[Entries taken from a collection]
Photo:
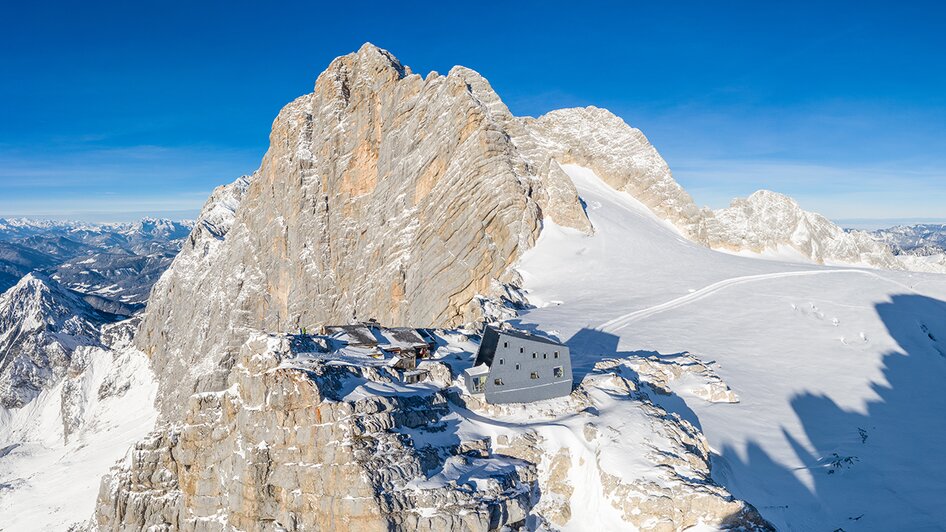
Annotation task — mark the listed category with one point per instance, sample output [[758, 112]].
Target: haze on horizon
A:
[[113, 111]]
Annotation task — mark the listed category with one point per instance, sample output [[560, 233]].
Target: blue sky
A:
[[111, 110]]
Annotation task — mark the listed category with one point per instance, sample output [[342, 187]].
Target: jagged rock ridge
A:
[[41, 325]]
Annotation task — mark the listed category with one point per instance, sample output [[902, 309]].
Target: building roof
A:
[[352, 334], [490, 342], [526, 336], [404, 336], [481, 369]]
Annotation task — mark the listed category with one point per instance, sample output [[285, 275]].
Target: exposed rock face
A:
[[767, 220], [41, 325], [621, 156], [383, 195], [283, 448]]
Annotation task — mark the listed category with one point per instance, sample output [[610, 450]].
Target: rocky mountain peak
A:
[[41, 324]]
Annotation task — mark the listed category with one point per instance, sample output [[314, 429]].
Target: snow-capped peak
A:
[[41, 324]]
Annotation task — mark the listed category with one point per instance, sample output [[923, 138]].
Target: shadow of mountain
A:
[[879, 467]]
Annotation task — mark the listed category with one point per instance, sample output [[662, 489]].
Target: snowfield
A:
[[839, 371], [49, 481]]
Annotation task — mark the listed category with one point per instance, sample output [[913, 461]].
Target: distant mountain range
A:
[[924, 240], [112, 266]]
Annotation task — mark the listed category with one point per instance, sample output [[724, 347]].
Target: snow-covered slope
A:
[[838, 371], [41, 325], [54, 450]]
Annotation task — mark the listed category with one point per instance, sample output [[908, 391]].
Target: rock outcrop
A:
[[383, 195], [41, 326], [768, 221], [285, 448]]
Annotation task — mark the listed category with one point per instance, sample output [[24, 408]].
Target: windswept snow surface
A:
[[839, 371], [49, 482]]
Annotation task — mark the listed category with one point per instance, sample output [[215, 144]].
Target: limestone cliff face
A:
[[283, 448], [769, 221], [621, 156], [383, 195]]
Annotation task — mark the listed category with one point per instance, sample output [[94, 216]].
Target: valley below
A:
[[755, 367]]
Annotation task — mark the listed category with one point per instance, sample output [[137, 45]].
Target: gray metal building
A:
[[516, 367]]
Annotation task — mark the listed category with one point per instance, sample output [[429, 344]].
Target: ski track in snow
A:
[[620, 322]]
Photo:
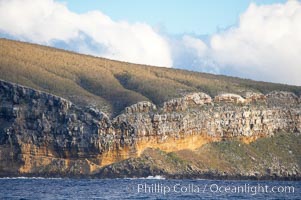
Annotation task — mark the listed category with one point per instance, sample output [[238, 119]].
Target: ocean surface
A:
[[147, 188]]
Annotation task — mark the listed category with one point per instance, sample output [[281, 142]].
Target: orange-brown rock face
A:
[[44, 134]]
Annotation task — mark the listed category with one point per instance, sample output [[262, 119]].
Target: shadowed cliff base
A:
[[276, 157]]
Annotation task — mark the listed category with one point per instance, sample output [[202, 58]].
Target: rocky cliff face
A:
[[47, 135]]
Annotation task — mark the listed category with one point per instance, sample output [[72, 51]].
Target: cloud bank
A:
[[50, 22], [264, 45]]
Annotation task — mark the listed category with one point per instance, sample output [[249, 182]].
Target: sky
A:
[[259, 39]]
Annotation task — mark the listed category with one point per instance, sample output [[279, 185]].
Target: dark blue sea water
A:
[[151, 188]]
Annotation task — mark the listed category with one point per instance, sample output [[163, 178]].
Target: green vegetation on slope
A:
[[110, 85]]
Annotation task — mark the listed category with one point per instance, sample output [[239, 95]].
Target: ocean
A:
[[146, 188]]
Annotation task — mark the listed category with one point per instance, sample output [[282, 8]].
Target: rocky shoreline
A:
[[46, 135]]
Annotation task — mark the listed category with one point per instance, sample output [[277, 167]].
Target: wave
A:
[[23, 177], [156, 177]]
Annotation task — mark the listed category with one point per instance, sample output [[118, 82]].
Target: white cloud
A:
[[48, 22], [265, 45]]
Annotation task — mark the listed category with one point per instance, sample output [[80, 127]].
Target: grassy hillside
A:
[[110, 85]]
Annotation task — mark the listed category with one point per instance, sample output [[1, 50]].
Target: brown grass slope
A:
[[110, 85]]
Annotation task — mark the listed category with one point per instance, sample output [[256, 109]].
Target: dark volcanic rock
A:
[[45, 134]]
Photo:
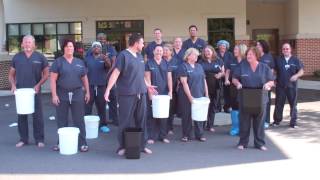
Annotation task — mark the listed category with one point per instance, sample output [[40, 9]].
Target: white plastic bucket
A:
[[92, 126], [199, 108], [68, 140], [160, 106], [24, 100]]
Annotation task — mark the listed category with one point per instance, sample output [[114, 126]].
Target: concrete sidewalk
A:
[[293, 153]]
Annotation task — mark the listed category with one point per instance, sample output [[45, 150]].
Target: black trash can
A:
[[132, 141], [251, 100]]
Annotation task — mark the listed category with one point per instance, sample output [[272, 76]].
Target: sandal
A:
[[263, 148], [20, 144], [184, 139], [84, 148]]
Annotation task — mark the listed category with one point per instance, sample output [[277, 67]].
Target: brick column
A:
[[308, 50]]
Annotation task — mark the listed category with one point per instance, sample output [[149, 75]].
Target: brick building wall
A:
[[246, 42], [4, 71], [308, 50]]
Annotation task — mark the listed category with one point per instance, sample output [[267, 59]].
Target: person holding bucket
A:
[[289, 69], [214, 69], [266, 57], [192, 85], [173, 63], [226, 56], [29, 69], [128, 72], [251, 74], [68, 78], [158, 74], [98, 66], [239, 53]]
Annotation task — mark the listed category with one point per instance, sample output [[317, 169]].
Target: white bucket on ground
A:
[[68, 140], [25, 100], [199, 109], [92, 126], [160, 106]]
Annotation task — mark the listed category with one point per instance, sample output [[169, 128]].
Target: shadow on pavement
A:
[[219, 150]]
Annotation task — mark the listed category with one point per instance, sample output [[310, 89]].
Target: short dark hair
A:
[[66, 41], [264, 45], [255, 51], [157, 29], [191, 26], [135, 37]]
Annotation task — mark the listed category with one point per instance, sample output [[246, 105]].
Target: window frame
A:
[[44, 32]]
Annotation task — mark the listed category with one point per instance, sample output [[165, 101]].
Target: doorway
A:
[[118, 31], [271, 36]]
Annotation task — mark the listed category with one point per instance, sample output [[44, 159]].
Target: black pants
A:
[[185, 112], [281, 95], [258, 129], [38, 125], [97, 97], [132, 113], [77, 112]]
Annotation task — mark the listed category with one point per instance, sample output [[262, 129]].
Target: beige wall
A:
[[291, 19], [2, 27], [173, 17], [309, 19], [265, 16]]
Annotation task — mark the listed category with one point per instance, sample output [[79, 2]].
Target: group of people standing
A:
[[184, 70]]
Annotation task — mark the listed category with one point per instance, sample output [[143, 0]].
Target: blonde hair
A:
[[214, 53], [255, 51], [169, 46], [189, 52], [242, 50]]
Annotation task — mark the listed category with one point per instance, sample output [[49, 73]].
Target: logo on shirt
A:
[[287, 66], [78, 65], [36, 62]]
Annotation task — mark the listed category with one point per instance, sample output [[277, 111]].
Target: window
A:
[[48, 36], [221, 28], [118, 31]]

Exercise objective → Copy all the records above exactly, but leave out the pictures.

Problem solution →
Photo:
Annotation task — mark the listed category with one point per instance, sample output [[758, 112]].
Target: haze on horizon
A:
[[113, 111]]
Annotation task — mark the listed category with one point per instance, sample output [[560, 233]].
Target: blue sky
A:
[[111, 110]]
Annotation task — mark the listed category with one point per instance, sample output [[342, 187]].
Target: jagged rock ridge
A:
[[41, 325]]
Annotation task — mark the listed category with one point per instance, sample output [[902, 309]].
Target: building roof
A:
[[352, 334], [490, 342], [526, 336], [404, 336], [481, 369]]
Annotation task — mark the listed category with one point per instance, sample output [[285, 275]].
Target: exposed rock face
A:
[[767, 220], [41, 325], [621, 156], [383, 195], [283, 448]]
Annotation task — mark the listed category with one point per instance, sample output [[610, 450]].
Target: rocky mountain peak
A:
[[41, 324]]
Annotation task — mark the listed category with one point per instance, sample output [[314, 429]].
Target: snow-capped peak
A:
[[41, 324]]
Annotation task — mark the listed category with one point per instance, sample output [[923, 138]].
Target: shadow of mountain
A:
[[879, 467]]
Annotation task — mark the listed category with one point per instance, sample output [[662, 489]].
Target: snowfield
A:
[[839, 371], [49, 481]]
Annotation task — mark the listed category with one point per instance, sample output [[913, 461]].
Target: distant mountain range
A:
[[924, 240], [112, 266]]
Annotation task — mark the listed category with one point per instance, sample output [[724, 347]].
Target: snow-covered slope
A:
[[838, 371], [41, 325], [54, 450]]
Annotation task — mark the listed category with one point per instance, sample output [[908, 391]].
Target: rock outcrop
A:
[[383, 195], [41, 326], [768, 221], [285, 448]]
Annotation task — mark the listed category with one point per instance, sample output [[24, 408]].
Target: windswept snow surface
A:
[[839, 371], [49, 482]]
Annotation task — mark the listed category with one point per instance, sample output [[215, 144]].
Target: limestone cliff face
A:
[[283, 448], [769, 221], [621, 156], [383, 195]]
Annotation task — mark the listed category with one point per instance, sample output [[94, 216]].
Target: valley below
A:
[[755, 367]]
Annotation task — mark the listed category with one point per instance, sample output [[137, 45]].
Target: gray metal building
A:
[[516, 367]]
Annotation task — mark the listed category with one point per instance, sample output [[429, 344]].
Target: ski track in snow
A:
[[620, 322]]
Photo:
Annotation task — mark the listed category with one point per instance, sample output [[238, 119]].
Target: ocean surface
A:
[[147, 188]]
Annotation task — mark the listed category with one point per instance, sample output [[281, 142]].
Target: orange-brown rock face
A:
[[44, 134]]
Annotation task — mark the listed category with one point per instance, sample output [[262, 119]].
Target: shadowed cliff base
A:
[[276, 157]]
Annotation task — mark the listed category with one point per instance, sample output [[202, 58]].
Target: rocky cliff face
A:
[[47, 135]]
Annotation task — mark the listed category with one point per instance, sample output [[72, 51]].
Target: cloud bank
A:
[[50, 22], [264, 45]]
Annotation task — mark the listed category with one point per instance, sample output [[249, 182]].
Target: sky
A:
[[259, 39]]
Annotation task — mark the listed category with one point per instance, sample output [[279, 185]].
Target: dark blue sea water
A:
[[151, 188]]
Annotation task — mark the listed category with one point per instance, sample output [[163, 178]].
Target: green vegetation on slope
A:
[[110, 85]]
Annotation task — mark the listed category with one point per instance, sample output [[239, 95]].
Target: ocean
A:
[[146, 188]]
Annotation task — mark the listed category with one point per instance, sample output [[282, 8]].
Target: rocky shoreline
A:
[[46, 135]]
Annotation task — mark the listed category with one point per instance, sample output [[277, 167]].
Target: wave
A:
[[23, 177], [156, 177]]
Annotation task — mark the listed category with one point per instance, sample output [[118, 82]].
Target: white cloud
A:
[[48, 22], [265, 45]]
Annotation task — mark the listed category with one point per instance, sample output [[80, 127]].
Target: grassy hillside
A:
[[110, 85]]
Annotation task — mark the listed category with one point per instance, sample output [[1, 50]].
Target: brown grass slope
A:
[[110, 85]]
Annotation task — mark the listed category with one point per instance, sample output [[256, 109]].
Target: dark volcanic rock
A:
[[45, 134]]
Photo:
Annotation task — mark the listed category with one point per instance, sample output [[40, 9]].
Target: white plastic bucket
A:
[[92, 126], [199, 108], [68, 140], [160, 106], [24, 100]]
Annotation task — mark the listed category with one point per instance, sample output [[114, 126]].
Target: concrete sidewalk
A:
[[293, 153]]
Annotation task — mark the listed category with one point per instance, sample output [[45, 150]].
Target: black trash can
A:
[[132, 141], [251, 100]]
Annotation task — mark the listed category with one point per instance, sample output [[272, 76]].
Target: sandal
A:
[[263, 148], [20, 144], [184, 139], [84, 148]]
Annotation task — mark the listed category with one point per instance, sample output [[277, 67]].
Target: brick column
A:
[[308, 50]]
Annotation task — mark the listed category with one point per instance, sample output [[149, 75]].
Target: brick building wall
A:
[[246, 42], [4, 71], [308, 50]]
Annotation task — mark the listed category with one point per instance, sample output [[267, 59]].
Target: person holding bucket
A:
[[289, 69], [214, 69], [266, 57], [192, 85], [173, 63], [226, 56], [29, 69], [128, 72], [251, 74], [68, 78], [158, 74], [98, 66], [239, 53]]
Annotation task — mark the listed category with one point per instance, sample output [[317, 169]].
Target: white bucket on ground
A:
[[68, 140], [25, 100], [199, 109], [92, 126], [160, 106]]
Annotation task — mark the listed category with one point per instance, sample output [[169, 128]].
Target: shadow on pavement
A:
[[219, 150]]
Annotation task — mark the listed category with one point per instance, sample output [[310, 89]].
Target: short dark hair
A:
[[66, 41], [264, 45], [255, 51], [157, 29], [191, 26], [135, 37]]
Annotation task — mark the listed category with one point per instance, sample output [[246, 105]].
Target: window frame
A:
[[44, 32]]
Annotation task — mark the listed category with one point per instance, sample output [[165, 101]].
Target: doorway
A:
[[118, 31], [271, 36]]
Annotation task — mark the listed category with one point per instance, sample output [[44, 159]].
Target: black pants
A:
[[185, 112], [281, 95], [258, 129], [38, 125], [97, 97], [132, 113], [77, 112]]
Annotation task — mark the listed category with one point per instance, sample output [[262, 129]].
Target: beige wall
A:
[[291, 19], [2, 27], [173, 17], [309, 19], [265, 16]]
Annotation task — mark the listed category with one point per instance, sample output [[79, 2]].
Target: group of people standing
A:
[[184, 70]]
Annotation task — mark the listed category with one point per instance, sample output [[143, 0]].
Target: blonde hair
A:
[[214, 53], [255, 51], [169, 46], [189, 52], [242, 50]]
Annotation task — mark the listed category with one point per instance, sample output [[49, 73]].
Target: logo on shirt
A:
[[287, 66], [78, 65], [36, 62]]
Annotation task — mark the listed category with one point per instance, sample output [[277, 111]].
Target: window
A:
[[48, 36], [221, 28], [118, 31]]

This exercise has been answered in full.